■ Given data ■
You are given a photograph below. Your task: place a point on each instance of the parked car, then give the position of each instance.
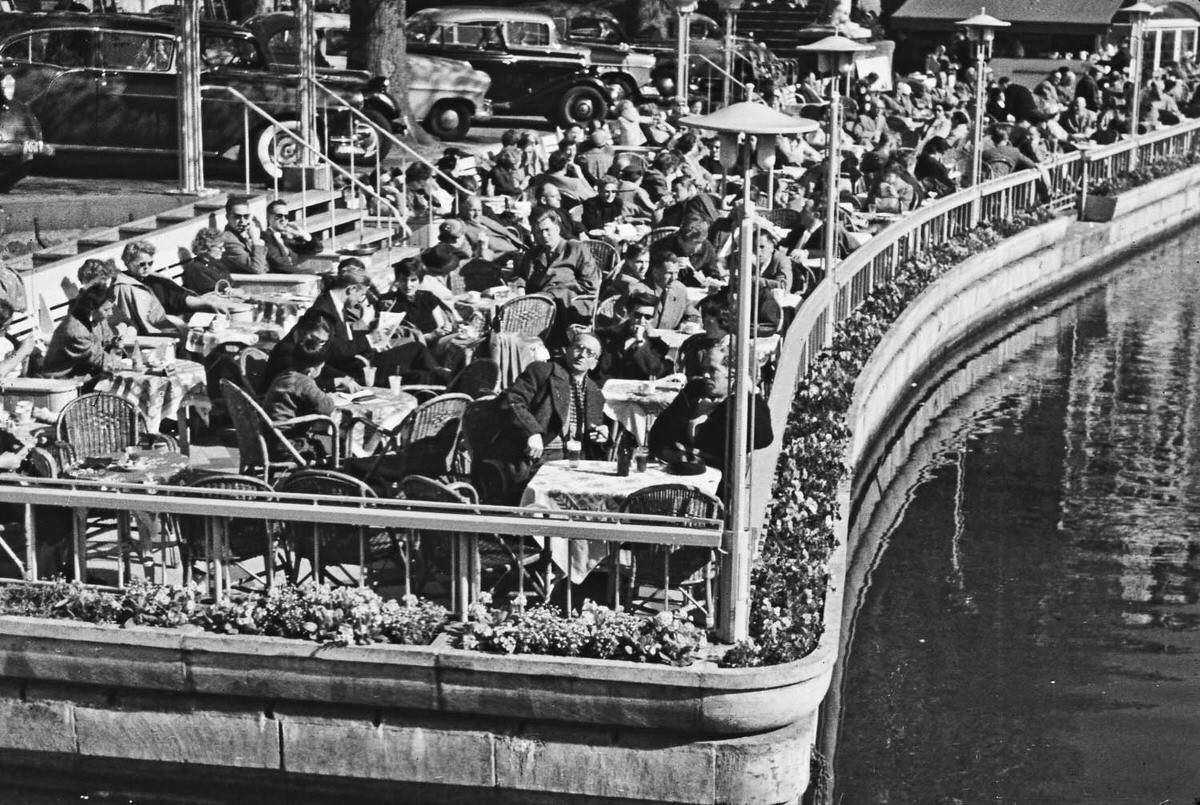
(625, 68)
(447, 95)
(532, 71)
(102, 83)
(21, 136)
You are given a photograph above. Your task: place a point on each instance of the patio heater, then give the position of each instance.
(1138, 14)
(982, 32)
(187, 82)
(747, 133)
(835, 55)
(731, 8)
(684, 8)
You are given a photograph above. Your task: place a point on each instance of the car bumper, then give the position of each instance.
(24, 150)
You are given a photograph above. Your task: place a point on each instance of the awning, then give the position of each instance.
(1077, 16)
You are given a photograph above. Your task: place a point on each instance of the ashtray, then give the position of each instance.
(687, 468)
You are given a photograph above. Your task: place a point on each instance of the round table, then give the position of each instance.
(635, 404)
(159, 394)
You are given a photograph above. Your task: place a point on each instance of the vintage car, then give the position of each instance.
(106, 83)
(625, 68)
(445, 95)
(21, 136)
(532, 71)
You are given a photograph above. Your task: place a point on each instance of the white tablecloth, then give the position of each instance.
(595, 486)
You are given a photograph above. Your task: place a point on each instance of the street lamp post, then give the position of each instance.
(1138, 14)
(748, 134)
(731, 8)
(982, 32)
(684, 8)
(835, 55)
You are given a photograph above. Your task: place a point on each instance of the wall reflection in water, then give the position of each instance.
(1023, 602)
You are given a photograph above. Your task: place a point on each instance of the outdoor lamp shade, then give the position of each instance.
(835, 54)
(729, 149)
(765, 151)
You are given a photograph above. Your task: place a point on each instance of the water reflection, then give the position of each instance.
(1026, 630)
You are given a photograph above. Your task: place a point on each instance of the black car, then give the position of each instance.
(105, 83)
(532, 71)
(21, 136)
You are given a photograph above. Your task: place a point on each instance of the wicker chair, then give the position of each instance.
(324, 544)
(423, 443)
(99, 424)
(527, 316)
(257, 434)
(473, 563)
(660, 233)
(603, 253)
(666, 569)
(220, 541)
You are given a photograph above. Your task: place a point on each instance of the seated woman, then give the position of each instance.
(693, 427)
(205, 271)
(15, 361)
(294, 391)
(84, 343)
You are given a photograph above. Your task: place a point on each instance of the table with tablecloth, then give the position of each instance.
(383, 408)
(159, 394)
(635, 404)
(595, 486)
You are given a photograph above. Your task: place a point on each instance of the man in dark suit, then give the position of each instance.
(550, 403)
(671, 295)
(287, 244)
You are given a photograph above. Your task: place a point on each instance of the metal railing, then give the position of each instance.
(409, 522)
(394, 217)
(1062, 184)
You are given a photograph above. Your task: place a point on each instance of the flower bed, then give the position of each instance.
(352, 616)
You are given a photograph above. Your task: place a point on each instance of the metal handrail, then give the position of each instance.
(395, 140)
(399, 221)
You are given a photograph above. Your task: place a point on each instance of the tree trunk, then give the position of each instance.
(377, 44)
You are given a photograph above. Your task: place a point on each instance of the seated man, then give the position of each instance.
(150, 302)
(287, 244)
(556, 265)
(694, 426)
(670, 294)
(606, 208)
(549, 403)
(629, 350)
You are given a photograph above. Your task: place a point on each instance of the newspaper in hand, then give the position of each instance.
(381, 337)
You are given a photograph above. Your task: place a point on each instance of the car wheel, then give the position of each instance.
(618, 89)
(10, 178)
(275, 150)
(449, 120)
(580, 104)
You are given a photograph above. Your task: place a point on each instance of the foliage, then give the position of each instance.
(790, 580)
(597, 632)
(1147, 170)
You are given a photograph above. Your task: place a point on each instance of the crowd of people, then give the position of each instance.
(651, 188)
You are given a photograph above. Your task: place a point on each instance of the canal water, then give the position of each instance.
(1027, 629)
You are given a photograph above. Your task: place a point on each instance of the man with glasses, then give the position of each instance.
(550, 403)
(151, 302)
(288, 246)
(630, 352)
(245, 251)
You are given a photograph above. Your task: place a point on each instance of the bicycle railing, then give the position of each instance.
(345, 107)
(395, 218)
(1061, 185)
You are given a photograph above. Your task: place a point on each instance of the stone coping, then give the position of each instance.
(701, 698)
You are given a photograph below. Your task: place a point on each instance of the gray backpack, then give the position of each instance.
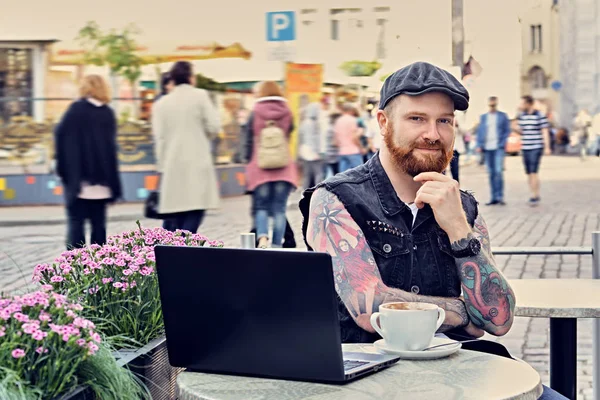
(273, 149)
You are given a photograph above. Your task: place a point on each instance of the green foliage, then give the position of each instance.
(113, 48)
(204, 82)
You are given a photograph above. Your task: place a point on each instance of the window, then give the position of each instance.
(16, 81)
(380, 50)
(335, 29)
(536, 38)
(537, 78)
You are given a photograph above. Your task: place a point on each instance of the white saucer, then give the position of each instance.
(432, 354)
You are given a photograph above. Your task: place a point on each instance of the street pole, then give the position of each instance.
(596, 331)
(458, 34)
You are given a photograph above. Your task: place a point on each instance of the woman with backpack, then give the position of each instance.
(271, 174)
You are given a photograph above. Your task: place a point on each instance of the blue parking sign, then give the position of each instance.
(281, 26)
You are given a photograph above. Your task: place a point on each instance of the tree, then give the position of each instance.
(115, 49)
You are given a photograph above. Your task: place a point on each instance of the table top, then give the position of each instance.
(557, 298)
(463, 375)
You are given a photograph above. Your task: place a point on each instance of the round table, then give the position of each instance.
(463, 375)
(563, 301)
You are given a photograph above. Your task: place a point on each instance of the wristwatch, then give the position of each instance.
(471, 249)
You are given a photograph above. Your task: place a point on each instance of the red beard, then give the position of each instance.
(405, 159)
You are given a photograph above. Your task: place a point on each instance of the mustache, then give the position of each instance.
(427, 144)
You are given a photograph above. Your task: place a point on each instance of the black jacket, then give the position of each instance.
(86, 149)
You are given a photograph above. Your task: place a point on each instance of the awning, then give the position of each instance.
(148, 56)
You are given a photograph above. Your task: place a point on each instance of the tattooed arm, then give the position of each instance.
(489, 298)
(358, 282)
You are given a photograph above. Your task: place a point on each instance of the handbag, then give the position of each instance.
(151, 206)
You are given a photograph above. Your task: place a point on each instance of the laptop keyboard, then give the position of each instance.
(351, 364)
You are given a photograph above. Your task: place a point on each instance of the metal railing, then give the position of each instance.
(593, 251)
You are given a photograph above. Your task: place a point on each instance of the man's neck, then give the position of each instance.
(404, 185)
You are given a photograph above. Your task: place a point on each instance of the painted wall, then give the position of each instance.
(47, 189)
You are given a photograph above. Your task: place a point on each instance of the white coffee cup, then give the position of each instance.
(408, 326)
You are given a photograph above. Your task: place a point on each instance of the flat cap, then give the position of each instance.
(420, 78)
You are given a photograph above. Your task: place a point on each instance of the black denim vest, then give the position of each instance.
(414, 258)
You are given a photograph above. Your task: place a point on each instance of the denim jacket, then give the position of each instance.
(415, 258)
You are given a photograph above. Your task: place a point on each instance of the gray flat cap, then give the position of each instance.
(420, 78)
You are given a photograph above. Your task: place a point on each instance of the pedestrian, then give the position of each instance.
(166, 86)
(184, 123)
(493, 132)
(332, 152)
(398, 230)
(309, 149)
(271, 174)
(348, 139)
(535, 139)
(582, 125)
(86, 161)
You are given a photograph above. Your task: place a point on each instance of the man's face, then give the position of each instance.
(419, 133)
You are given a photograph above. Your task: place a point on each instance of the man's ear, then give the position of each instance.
(382, 120)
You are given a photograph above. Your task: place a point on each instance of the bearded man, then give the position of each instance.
(429, 241)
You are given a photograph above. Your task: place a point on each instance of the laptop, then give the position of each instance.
(258, 313)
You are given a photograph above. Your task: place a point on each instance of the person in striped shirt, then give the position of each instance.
(535, 141)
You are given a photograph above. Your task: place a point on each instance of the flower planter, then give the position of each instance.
(151, 364)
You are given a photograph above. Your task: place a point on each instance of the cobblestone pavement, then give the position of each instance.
(567, 216)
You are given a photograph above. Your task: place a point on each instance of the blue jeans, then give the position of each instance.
(494, 159)
(350, 161)
(531, 160)
(271, 199)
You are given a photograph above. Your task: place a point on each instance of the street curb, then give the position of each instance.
(115, 218)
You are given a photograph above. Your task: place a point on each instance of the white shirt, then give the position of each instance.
(491, 140)
(414, 210)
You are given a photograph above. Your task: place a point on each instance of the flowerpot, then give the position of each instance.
(79, 393)
(151, 364)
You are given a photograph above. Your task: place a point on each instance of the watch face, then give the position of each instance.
(475, 246)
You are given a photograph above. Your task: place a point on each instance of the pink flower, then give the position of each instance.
(93, 348)
(18, 353)
(95, 337)
(44, 316)
(39, 335)
(21, 317)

■ Prompt ■
Repeat word for word the lines running from the line containing "of the person" to the end of the entries above, inclusive.

■ Result of this task ■
You are given a photograph above. Your task: place a point on each instance of the person in striped shirt, then give the position of each instance.
(535, 141)
You are given a photograph above. Your task: place a point on each instance of the flower planter, then give the position of each instance.
(151, 364)
You are given a photograph above. Your task: place a point on each instance of the cobblestone pavement, then give the position of each instance.
(567, 216)
You are given a photograph above. Your task: place a point on each instance of the blue jeans, then give the position of each instance.
(494, 159)
(350, 161)
(531, 160)
(271, 199)
You are given a photograph above. Your task: place a point on each instance of the street curb, then give the position of each instance.
(115, 218)
You are given a photograph above. Your task: place a point on each instance of the white shirt, then give the position of each instance.
(491, 140)
(414, 210)
You are given a photograph above. Your task: place a point on each instance of the flowerpot, then give the position of each instance.
(79, 393)
(151, 364)
You are given a photograph above. Your task: place a point on each instance of the watch face, then give the position of each instance.
(475, 246)
You are given a photograph above. Your task: place a point on each instance of the pink flower, then give the position of each instance.
(93, 348)
(18, 353)
(95, 337)
(44, 316)
(39, 335)
(21, 317)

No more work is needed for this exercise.